• [Assignment]: Please copy out the entries below exactly, beginning with the line that contains "Extract bench locations." and ending with the line that contains "Extract rail locations.", and include nothing outside that span.
(Beginning of Dataset entries)
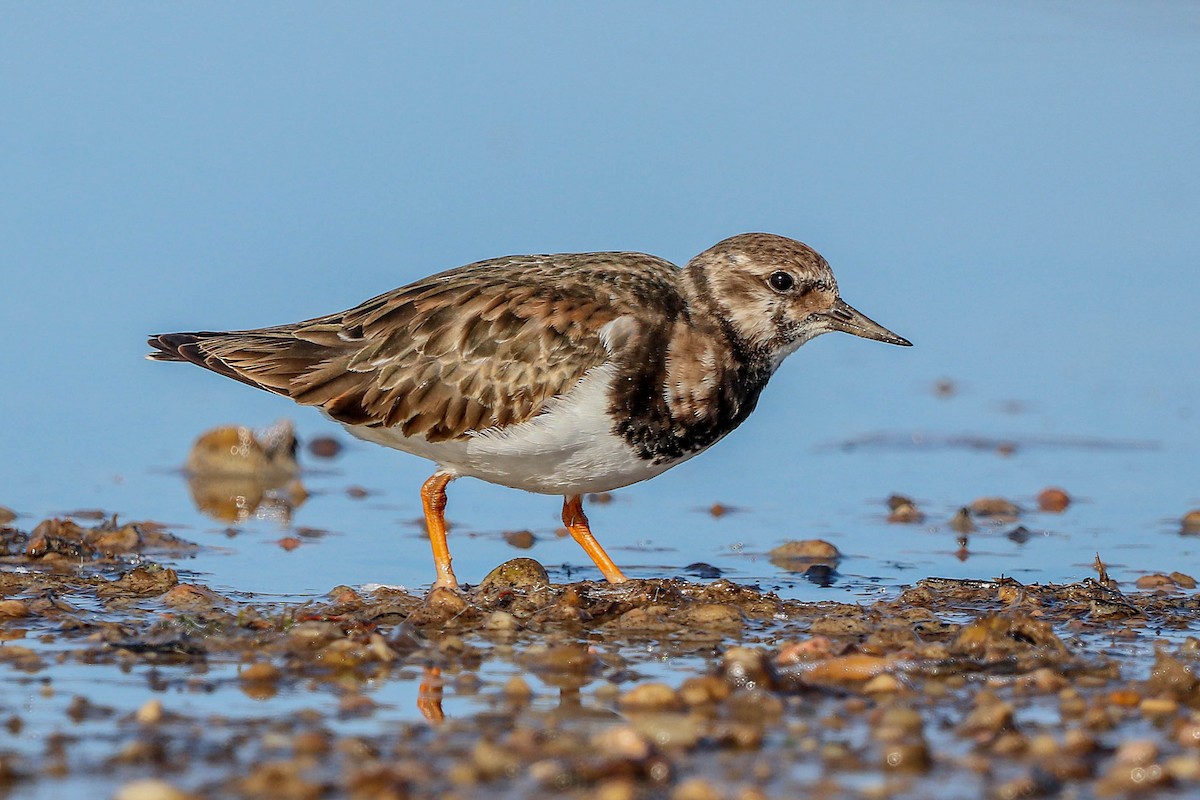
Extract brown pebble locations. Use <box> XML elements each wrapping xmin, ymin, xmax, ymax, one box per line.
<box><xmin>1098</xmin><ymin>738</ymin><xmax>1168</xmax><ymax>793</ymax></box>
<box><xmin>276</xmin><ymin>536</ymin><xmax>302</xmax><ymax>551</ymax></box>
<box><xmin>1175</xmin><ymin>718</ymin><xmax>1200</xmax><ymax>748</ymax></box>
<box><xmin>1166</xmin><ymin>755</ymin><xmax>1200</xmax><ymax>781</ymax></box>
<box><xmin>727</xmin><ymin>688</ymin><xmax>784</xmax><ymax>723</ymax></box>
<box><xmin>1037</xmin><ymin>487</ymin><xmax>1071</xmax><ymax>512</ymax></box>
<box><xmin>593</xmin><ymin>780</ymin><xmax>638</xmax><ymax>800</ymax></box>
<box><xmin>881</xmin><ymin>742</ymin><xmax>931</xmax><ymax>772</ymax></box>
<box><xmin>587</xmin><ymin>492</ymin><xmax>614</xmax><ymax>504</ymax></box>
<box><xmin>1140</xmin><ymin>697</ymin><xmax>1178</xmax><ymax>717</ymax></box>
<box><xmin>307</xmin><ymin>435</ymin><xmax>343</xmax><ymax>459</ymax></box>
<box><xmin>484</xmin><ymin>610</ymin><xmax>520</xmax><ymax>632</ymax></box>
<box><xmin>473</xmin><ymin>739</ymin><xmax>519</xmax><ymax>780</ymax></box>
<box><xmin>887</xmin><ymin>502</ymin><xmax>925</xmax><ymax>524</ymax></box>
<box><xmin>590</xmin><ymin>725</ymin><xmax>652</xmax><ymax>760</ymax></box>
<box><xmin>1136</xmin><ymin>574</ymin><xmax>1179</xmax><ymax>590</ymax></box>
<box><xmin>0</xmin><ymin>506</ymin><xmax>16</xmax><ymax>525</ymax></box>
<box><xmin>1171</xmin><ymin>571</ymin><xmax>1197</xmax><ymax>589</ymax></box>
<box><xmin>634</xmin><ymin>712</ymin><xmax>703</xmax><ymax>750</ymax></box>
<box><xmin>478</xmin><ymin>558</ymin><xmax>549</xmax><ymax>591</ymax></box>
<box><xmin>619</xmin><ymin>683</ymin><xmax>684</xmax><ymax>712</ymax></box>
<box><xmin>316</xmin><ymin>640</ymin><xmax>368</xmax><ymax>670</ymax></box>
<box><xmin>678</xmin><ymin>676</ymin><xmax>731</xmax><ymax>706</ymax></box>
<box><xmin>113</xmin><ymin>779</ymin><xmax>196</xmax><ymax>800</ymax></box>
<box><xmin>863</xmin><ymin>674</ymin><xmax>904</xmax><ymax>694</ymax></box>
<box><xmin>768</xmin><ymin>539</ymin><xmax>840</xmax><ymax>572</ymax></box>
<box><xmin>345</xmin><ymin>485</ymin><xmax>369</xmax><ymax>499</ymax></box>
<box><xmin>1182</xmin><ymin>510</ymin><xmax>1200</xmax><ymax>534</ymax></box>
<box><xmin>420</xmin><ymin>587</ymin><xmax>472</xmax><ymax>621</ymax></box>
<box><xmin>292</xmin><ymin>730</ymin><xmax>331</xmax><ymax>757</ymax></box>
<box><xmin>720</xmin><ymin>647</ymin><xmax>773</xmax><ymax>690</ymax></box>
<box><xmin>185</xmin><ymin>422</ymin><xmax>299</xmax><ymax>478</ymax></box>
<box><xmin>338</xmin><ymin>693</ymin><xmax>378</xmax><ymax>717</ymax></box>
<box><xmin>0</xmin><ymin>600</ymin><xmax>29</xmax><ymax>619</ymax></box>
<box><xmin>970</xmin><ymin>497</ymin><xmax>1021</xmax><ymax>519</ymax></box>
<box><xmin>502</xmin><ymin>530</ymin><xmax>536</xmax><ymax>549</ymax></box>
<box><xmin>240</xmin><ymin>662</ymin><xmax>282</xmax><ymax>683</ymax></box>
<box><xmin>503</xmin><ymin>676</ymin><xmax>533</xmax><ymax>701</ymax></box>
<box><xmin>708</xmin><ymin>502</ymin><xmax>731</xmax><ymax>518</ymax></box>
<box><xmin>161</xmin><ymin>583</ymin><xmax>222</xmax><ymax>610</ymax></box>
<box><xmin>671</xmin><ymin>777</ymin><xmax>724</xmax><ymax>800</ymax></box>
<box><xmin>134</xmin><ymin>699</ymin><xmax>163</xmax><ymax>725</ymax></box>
(End of Dataset entries)
(Beginning of Dataset entries)
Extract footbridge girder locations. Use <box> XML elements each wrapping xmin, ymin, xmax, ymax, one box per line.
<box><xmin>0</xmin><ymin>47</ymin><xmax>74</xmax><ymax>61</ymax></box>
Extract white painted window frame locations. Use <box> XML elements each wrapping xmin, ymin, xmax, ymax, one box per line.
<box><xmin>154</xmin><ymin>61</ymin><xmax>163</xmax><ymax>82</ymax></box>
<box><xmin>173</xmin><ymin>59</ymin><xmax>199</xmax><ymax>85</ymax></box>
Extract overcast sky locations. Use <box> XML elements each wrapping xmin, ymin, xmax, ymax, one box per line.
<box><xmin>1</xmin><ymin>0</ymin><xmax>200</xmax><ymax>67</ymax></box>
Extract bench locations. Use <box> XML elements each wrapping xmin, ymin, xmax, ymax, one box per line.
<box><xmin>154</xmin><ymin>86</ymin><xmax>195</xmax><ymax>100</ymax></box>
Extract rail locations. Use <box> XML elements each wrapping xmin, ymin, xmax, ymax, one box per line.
(End of Dataset entries)
(Beginning of Dataset entries)
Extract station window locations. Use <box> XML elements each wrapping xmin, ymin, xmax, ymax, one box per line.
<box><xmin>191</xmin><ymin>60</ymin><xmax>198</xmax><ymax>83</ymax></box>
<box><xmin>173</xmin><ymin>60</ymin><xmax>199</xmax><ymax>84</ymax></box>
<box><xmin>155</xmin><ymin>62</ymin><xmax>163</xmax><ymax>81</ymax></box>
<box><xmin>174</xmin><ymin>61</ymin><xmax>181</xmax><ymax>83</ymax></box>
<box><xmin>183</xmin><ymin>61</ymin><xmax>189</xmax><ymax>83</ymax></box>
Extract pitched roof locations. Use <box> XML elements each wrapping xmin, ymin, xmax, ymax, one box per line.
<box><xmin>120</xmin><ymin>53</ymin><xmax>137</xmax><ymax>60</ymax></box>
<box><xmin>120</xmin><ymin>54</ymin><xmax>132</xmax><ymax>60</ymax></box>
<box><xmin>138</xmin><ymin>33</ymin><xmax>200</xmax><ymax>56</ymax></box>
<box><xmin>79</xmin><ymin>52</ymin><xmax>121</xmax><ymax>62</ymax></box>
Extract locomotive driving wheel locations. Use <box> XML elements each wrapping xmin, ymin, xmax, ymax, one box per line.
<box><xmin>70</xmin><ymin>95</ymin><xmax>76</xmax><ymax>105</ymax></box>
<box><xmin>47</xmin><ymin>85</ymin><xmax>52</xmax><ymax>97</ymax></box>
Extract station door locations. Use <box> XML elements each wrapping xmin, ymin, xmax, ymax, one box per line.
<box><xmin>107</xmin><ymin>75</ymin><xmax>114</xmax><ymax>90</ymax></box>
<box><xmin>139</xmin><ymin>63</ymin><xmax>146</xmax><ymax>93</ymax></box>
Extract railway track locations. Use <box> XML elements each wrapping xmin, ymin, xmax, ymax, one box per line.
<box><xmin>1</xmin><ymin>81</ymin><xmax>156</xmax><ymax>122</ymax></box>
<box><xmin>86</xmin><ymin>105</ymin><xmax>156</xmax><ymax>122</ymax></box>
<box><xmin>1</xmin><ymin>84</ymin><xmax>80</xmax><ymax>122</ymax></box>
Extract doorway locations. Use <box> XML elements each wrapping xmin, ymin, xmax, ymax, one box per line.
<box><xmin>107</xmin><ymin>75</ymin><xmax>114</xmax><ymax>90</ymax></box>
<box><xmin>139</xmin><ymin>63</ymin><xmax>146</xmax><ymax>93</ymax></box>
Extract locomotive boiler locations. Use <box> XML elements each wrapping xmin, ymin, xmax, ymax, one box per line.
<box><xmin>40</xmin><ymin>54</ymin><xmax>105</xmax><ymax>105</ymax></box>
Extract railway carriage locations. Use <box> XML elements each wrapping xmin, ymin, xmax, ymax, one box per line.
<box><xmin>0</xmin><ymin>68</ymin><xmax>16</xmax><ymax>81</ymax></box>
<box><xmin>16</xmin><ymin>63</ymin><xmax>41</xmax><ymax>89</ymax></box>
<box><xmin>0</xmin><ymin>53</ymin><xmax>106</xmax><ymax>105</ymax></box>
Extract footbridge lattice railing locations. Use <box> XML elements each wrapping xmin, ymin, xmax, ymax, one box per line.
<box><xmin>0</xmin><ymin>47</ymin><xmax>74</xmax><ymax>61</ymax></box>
(End of Dataset entries)
• [Completed exercise]:
Extract bench locations. Use <box> XML elements each wrapping xmin, ymin, xmax, ymax, one box per line.
<box><xmin>154</xmin><ymin>86</ymin><xmax>195</xmax><ymax>100</ymax></box>
Extract rail locations. Use <box> XML elements each wrapping xmin, ymin, xmax, ymax, one box per line.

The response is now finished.